Source data —
________________________________________

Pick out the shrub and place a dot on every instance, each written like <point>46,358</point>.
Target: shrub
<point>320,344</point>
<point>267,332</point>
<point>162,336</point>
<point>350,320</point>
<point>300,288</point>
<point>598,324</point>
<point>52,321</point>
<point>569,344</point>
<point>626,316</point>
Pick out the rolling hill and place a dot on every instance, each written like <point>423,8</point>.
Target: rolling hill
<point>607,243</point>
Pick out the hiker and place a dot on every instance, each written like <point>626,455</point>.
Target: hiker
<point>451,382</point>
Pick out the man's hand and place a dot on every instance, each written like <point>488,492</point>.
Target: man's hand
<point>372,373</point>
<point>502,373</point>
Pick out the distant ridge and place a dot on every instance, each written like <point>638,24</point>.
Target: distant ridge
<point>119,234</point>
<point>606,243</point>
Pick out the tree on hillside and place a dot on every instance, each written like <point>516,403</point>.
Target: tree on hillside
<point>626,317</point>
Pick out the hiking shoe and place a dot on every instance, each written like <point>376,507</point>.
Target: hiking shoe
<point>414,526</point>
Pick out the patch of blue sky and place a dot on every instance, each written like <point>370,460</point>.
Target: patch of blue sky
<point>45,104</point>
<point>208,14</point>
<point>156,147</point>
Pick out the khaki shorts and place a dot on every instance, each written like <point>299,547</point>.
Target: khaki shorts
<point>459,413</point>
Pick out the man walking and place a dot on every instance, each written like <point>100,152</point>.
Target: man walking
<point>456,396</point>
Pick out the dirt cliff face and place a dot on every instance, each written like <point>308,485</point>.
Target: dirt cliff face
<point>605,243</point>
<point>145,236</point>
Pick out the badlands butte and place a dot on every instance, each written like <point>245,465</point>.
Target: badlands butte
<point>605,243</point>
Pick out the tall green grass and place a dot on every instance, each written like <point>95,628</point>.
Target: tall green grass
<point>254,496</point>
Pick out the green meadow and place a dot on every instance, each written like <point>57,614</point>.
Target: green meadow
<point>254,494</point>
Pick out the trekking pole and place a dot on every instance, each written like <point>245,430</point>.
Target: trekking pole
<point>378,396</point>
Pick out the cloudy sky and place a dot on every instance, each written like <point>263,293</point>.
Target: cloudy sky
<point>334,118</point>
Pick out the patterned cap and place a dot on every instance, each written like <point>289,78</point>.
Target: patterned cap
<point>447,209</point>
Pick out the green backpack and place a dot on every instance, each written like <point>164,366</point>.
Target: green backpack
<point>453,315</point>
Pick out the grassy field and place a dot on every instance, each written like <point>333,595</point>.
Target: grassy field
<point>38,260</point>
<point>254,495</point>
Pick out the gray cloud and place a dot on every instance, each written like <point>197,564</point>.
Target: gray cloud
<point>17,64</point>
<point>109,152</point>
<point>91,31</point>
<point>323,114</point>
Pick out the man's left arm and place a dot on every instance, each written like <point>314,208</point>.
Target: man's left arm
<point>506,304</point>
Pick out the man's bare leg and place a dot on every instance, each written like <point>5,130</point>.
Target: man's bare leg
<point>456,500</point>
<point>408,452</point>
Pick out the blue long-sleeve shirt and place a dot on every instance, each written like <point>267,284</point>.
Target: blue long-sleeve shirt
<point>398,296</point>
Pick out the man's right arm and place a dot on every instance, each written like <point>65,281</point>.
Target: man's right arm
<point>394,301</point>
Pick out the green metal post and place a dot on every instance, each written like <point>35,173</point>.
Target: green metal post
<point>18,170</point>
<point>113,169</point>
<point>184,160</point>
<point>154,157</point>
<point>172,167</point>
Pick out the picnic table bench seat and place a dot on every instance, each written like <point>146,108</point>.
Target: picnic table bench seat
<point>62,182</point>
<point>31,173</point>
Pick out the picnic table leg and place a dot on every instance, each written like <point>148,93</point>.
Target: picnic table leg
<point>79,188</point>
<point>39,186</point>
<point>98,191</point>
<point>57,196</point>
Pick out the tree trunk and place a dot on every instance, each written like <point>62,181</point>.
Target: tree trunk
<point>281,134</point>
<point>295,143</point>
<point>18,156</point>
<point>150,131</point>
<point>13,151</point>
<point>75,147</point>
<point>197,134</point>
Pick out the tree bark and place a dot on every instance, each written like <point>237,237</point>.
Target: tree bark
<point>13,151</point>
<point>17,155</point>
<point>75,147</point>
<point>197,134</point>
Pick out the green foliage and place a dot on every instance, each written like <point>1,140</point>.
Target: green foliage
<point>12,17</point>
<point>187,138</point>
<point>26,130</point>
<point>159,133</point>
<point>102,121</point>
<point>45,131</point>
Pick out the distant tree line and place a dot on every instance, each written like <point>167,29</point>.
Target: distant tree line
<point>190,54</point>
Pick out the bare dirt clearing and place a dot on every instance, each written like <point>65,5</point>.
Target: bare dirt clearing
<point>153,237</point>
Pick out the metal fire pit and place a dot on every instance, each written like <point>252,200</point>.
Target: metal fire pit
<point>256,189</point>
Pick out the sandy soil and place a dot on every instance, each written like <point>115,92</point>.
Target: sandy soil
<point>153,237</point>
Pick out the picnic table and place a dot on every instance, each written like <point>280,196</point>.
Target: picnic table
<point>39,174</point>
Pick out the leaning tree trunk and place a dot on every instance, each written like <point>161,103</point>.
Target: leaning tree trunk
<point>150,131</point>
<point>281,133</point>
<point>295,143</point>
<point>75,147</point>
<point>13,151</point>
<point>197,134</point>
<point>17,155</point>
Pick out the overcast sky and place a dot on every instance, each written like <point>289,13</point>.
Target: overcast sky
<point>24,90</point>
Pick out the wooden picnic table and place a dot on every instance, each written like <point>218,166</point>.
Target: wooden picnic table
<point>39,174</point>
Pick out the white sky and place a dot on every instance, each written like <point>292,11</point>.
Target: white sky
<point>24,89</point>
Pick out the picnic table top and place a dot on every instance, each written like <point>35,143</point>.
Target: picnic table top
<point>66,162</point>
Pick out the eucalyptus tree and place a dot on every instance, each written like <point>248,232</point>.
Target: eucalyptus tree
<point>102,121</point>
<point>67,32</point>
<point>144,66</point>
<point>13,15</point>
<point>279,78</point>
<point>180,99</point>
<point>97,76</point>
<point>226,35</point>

________________________________________

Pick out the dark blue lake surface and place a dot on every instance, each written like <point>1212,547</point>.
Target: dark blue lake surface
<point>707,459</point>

________________________________________

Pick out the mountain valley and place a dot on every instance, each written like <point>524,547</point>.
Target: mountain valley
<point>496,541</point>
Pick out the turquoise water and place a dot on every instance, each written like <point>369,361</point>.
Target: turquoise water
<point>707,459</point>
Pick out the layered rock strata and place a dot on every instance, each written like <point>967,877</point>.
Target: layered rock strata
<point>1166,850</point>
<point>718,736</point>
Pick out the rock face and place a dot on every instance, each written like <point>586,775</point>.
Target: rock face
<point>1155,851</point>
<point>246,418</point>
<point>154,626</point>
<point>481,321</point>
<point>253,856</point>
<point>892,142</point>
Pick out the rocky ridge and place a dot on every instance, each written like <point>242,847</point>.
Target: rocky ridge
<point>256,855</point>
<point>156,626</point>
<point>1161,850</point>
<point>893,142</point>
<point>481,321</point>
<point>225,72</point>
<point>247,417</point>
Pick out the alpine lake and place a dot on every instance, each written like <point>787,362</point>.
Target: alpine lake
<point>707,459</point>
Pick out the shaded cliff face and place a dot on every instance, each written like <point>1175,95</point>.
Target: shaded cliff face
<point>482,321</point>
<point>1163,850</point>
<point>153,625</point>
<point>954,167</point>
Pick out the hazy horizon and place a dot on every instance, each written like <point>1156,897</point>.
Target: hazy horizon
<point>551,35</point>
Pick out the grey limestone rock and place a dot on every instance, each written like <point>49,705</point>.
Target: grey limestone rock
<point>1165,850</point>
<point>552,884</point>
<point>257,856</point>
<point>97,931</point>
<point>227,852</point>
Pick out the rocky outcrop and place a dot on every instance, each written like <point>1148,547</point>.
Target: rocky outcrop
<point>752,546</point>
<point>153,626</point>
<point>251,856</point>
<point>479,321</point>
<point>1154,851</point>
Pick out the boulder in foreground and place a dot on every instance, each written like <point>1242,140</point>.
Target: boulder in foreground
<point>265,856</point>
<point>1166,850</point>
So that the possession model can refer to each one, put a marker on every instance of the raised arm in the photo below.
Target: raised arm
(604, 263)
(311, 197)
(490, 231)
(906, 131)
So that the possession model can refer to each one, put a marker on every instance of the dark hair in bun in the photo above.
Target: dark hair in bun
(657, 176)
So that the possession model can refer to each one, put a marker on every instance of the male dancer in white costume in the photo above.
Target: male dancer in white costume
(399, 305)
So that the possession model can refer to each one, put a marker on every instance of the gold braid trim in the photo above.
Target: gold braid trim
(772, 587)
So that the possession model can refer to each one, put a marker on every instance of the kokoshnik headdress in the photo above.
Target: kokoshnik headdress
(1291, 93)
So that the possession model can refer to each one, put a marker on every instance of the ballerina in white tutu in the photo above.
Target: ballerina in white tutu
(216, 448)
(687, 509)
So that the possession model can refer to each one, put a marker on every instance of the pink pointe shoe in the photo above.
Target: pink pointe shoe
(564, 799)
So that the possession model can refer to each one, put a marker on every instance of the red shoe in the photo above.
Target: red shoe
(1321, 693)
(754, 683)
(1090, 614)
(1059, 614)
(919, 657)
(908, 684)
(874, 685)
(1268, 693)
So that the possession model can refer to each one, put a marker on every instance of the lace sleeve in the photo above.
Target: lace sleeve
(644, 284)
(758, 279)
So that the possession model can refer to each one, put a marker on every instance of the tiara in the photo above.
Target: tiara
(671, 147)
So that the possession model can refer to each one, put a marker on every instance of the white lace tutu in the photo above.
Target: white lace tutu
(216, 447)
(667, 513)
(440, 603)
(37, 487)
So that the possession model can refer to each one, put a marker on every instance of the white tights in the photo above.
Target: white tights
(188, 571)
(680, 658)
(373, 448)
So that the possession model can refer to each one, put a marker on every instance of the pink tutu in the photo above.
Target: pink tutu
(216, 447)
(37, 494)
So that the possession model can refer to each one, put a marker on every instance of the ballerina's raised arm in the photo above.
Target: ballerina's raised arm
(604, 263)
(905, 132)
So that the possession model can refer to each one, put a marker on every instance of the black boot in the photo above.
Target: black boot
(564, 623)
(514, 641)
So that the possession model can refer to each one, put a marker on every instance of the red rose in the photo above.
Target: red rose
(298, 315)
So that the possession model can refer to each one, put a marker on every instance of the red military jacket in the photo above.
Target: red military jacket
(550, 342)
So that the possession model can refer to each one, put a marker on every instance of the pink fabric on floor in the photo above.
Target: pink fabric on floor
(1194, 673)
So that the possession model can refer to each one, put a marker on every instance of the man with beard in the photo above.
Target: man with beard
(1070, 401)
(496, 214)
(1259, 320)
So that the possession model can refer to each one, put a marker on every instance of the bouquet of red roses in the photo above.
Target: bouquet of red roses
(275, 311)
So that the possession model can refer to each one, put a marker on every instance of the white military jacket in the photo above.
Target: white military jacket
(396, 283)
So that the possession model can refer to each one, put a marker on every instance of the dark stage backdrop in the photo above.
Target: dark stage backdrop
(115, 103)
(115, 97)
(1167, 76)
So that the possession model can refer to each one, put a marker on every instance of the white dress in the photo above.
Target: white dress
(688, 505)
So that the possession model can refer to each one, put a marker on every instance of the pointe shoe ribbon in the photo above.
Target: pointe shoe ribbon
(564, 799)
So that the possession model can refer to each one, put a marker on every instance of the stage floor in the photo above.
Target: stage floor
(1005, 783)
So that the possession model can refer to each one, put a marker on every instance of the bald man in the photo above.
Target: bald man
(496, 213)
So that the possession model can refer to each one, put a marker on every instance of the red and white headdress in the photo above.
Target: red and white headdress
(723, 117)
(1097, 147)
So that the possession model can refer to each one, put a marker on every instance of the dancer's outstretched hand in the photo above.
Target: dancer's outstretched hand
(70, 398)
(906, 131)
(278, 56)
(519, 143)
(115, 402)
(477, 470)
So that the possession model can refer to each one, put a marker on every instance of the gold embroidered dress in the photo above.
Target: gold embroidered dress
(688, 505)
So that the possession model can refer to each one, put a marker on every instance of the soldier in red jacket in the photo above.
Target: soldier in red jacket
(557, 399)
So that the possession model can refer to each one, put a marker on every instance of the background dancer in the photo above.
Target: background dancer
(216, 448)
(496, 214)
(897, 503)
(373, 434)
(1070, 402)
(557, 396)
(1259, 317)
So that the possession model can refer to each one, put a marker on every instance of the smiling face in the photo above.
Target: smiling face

________________________________________

Assignment — Only the lines holding the word "smiling" belong in the answer; copy them from the listing above.

Solution to this task —
So that the possession model can refer to each one, put a marker on every instance of the smiling face in the photo above.
Target: smiling face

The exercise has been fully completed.